== Provided entries ==

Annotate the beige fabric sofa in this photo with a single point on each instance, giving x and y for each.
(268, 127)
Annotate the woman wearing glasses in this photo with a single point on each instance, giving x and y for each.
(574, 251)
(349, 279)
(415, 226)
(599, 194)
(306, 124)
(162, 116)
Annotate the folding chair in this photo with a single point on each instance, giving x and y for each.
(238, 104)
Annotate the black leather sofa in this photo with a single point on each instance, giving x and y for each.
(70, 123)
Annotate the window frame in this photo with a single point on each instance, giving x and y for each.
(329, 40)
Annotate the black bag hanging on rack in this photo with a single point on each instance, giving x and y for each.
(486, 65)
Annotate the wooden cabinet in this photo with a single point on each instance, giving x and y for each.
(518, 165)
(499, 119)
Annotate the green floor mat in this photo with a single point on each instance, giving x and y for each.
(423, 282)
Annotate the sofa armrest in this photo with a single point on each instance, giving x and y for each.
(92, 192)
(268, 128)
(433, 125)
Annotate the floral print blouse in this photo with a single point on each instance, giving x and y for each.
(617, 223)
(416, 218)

===

To do: When you answer, set down the entries above precisely as they read.

Exercise output:
Annotate the beige fabric sofa in this photo with a single point on each instance, giving x and y for each.
(268, 127)
Annotate the woman wearing glasses in this photo with a single point on each instance, giving x and y for each.
(574, 251)
(349, 279)
(415, 226)
(599, 194)
(306, 124)
(162, 116)
Annotate the folding chair in this photo with a single point on each instance, giving x and y for each.
(238, 104)
Annotate the black leather sofa in this photo with a single point on each instance, giving x and y for each.
(70, 123)
Annotate the window frame in this photo with a single point on each instance, giving x and y for each.
(329, 40)
Annotate the black bag hanging on rack in this photo with a single point on each instance, giving x and y for each.
(486, 65)
Annotate the wooden cabinet in this photo with a single point on each instance, giving x and y for each.
(518, 165)
(499, 119)
Annotate the green floor mat in this photo with a single point on each instance, giving x and y for each.
(423, 282)
Annotate the sofa armrest in this photo with a single point on each instance, giving x and y for each.
(92, 192)
(268, 128)
(433, 125)
Annotate the floral print blouse in this photo with a single point on each instance, giving x and y for each.
(617, 223)
(416, 218)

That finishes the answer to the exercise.